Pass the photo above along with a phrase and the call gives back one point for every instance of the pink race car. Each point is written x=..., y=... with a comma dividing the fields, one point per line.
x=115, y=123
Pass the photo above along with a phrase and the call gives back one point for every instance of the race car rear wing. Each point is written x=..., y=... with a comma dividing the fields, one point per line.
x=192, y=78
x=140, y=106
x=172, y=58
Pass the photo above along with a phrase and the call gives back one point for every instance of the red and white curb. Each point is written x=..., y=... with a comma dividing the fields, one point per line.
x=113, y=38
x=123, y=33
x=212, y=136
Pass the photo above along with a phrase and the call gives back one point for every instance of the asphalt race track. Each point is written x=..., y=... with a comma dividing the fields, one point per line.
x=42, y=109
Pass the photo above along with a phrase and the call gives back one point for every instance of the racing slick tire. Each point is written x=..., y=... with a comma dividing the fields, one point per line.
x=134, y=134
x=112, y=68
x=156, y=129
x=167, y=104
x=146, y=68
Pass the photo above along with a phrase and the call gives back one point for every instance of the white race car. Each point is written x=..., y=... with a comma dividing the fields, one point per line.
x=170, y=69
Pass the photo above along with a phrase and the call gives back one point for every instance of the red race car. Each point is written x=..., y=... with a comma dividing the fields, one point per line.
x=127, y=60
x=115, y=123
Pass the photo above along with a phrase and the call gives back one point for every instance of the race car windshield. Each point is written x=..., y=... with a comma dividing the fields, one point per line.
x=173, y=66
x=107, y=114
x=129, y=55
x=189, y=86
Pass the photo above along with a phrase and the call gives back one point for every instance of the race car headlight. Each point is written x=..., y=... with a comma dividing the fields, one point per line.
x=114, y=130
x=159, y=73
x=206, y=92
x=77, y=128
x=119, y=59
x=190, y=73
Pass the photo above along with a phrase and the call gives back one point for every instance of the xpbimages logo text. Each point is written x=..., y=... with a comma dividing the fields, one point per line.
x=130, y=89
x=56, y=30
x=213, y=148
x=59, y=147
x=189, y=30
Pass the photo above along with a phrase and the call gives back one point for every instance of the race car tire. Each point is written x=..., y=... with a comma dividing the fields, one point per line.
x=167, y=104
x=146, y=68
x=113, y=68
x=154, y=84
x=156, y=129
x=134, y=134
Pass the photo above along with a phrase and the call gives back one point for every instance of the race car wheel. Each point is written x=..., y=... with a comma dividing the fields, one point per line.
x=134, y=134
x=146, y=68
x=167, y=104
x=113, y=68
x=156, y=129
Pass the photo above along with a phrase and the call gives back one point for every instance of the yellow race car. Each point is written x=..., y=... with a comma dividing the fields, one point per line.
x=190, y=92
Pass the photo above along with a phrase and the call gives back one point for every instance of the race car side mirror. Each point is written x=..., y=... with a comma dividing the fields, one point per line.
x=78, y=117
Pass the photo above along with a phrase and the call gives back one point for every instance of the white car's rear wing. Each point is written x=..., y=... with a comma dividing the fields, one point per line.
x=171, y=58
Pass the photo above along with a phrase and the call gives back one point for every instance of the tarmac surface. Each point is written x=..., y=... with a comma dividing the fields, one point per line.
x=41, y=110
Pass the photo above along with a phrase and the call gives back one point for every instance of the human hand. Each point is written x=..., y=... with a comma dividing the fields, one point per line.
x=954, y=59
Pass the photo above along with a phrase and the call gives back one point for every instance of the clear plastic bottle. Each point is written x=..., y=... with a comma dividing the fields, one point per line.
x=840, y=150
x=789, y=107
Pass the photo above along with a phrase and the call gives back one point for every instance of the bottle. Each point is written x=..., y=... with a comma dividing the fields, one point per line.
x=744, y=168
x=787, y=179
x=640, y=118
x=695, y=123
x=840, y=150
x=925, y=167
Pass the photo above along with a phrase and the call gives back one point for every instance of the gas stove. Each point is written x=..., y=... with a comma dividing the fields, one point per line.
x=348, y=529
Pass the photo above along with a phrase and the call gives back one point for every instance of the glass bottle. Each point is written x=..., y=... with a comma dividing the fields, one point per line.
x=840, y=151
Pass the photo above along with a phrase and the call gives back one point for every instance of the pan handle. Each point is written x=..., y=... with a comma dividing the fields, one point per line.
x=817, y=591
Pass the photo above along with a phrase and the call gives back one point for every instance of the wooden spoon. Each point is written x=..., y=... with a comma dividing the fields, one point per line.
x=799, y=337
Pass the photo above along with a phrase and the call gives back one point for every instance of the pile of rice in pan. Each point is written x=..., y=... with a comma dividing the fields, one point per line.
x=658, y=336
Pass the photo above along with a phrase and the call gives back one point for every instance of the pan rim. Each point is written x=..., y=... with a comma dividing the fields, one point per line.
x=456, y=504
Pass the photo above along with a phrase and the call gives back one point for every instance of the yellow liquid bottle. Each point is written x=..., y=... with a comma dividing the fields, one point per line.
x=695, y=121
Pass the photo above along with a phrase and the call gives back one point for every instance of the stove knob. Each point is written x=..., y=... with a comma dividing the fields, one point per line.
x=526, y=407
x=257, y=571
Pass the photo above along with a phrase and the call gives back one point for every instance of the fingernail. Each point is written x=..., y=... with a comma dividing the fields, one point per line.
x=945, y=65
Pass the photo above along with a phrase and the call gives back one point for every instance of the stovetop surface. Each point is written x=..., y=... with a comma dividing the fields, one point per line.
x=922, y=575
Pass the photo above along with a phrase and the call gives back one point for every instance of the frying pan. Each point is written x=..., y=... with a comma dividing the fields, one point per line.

________________________

§ TASK STATEMENT: Return each line above exactly as it appears.

§ RESPONSE AREA:
Pass the photo above along with a phrase and the call gives back one point for every instance of the pink race car. Each point is written x=..., y=... with a comma dividing the fields, one point per line.
x=115, y=123
Pass the photo above along with a phrase and the call gives back one point for every instance of the race car rear wing. Each point is written x=..., y=... with a comma dividing the fields, one point per line.
x=192, y=78
x=140, y=106
x=172, y=58
Pass the photo above along with a phrase and the call gives back one point for every instance of the red and white curb. Each point is written x=..., y=... with a comma dividing the fields, one point per line.
x=113, y=38
x=123, y=33
x=212, y=136
Pass the photo above along with a phrase and the call gives back one point for every instance of the asphalt race track. Each point is written x=..., y=... with a comma dividing the fields, one point per line.
x=42, y=109
Pass the photo above along with a phrase and the call gives back one point for every instance of the racing slick tire. Each point is written x=..., y=... with a comma dividing the fields, one point per line.
x=134, y=134
x=112, y=68
x=156, y=129
x=167, y=104
x=146, y=68
Pass the photo above along with a phrase and the call gives back one point for every instance of the white race car. Each point is written x=..., y=... with a comma dividing the fields, one point per line.
x=170, y=69
Pass the photo above along with a phrase and the call gives back one point for every instance of the red race car. Each point is written x=..., y=... with a comma dividing the fields, one point per line.
x=127, y=60
x=115, y=123
Pass the photo above along with a phrase and the call gives back one point for every instance of the race car windshield. Each point is written x=..., y=... with a comma dividing the fields, one point per line.
x=173, y=66
x=107, y=114
x=129, y=55
x=189, y=86
Pass the photo above along with a phrase and the call gives back one point for every instance of the race car headlight. Each point is written x=..., y=... with a comma dividing the fields, one point per line.
x=114, y=130
x=159, y=73
x=206, y=92
x=77, y=128
x=119, y=59
x=190, y=73
Pass the photo above along with a phrase and the call gives back one point for every instance of the xpbimages logo text. Each point is written x=..., y=... with a comma dividing the fields, one point per line.
x=130, y=89
x=56, y=30
x=213, y=148
x=59, y=147
x=189, y=30
Pass the photo above along with a phrase and the call gives back one point for every instance of the race car tire. Each point is written x=..., y=... with a comma dividing the fields, one point per line.
x=167, y=104
x=146, y=68
x=113, y=68
x=154, y=84
x=156, y=129
x=134, y=134
Pass the photo above along with a phrase and the call gives back one point for every instance of the race car wheel. Each point is written x=..., y=... with a comma dividing the fields, one point per line.
x=134, y=134
x=146, y=68
x=167, y=104
x=113, y=68
x=156, y=129
Pass the photo above along with a phrase and the call gives back one point for every instance of the yellow race car. Each point is written x=..., y=... with a comma dividing the fields, one point per line.
x=190, y=92
Pass the photo above along with a phrase and the call gives back one point for every instance of the race car side mirror. Each point is written x=..., y=... with a comma dividing the fields, one point per line.
x=78, y=117
Pass the photo above along with a phrase and the call gives back one point for every instance of the white car's rear wing. Each point is written x=..., y=... with a comma dividing the fields, one point per line.
x=171, y=58
Pass the photo above along with a phrase and the call gives back one point for every instance of the tarmac surface. Each point is written x=..., y=... with a comma dividing the fields, one point per line.
x=41, y=110
Pass the photo above along with a phrase and the call gives back one point for every instance of the human hand. Each point is written x=..., y=... with a comma dividing the fields, one point per line.
x=954, y=59
Pass the photo above along with a phrase and the call gives back one point for every instance of the clear plastic bottle. Each point is written x=..., y=... with a comma dividing the fields, one point per line.
x=840, y=150
x=789, y=107
Pass the photo above along with a phrase and the call gives back one point for every instance of the bottle. Each point is written x=..., y=... with a comma dividing the fields, one point per line.
x=744, y=168
x=787, y=179
x=640, y=118
x=695, y=123
x=840, y=150
x=925, y=167
Pass the photo above along with a phrase and the call gives back one point for every instance of the gas stove. Each point is written x=..., y=... with a comma dividing the fields, one point per line.
x=348, y=529
Pass the photo above along with a phrase and the call gives back one point for every instance of the glass bottle. Each point is written x=..., y=... with a comma dividing the fields, one point per line.
x=840, y=151
Pass the photo above along with a phrase and the call gives back one point for every instance of the pan handle. Each point is written x=..., y=... with a comma dividing the fields, one point per line.
x=817, y=591
Pass the photo above along with a phrase and the call gives back one point for every instance of the wooden spoon. Each point is written x=..., y=... with a comma dividing the fields, one point per line.
x=799, y=337
Pass the photo above along with a phrase and the call gives back one point for every instance of the pile of rice in pan. Each point is written x=..., y=... with a comma dividing the fields, one point per line.
x=658, y=336
Pass the photo above along with a phrase and the call gives back one point for every instance of the pan rim. Each point is written x=..., y=... with a comma dividing the fields, one point per line.
x=456, y=504
Pass the photo above along with a phrase and the call gives back one point for every instance of the yellow liquid bottle. Each point is written x=..., y=... with a comma dividing the fields, one point per line.
x=695, y=121
Pass the photo above along with a phrase and the call gives back one point for every instance of the stove knob. Each point is written x=..., y=... with a comma dividing the fields, one point per line.
x=526, y=407
x=257, y=571
Pass the photo above along with a phrase and the call gives back one point for every instance of the fingernail. Each point is written x=..., y=... with a comma dividing the fields, one point per line.
x=945, y=65
Pass the photo above along with a phrase and the call gives back one point for every instance of the stovetop surface. Each point is written x=..., y=... with a comma dividing the fields, one point per line.
x=922, y=575
Pass the photo above along with a phrase and the call gives back one point for every instance of the frying pan. Each point is written x=..., y=... with a comma dividing the fields, one point per line.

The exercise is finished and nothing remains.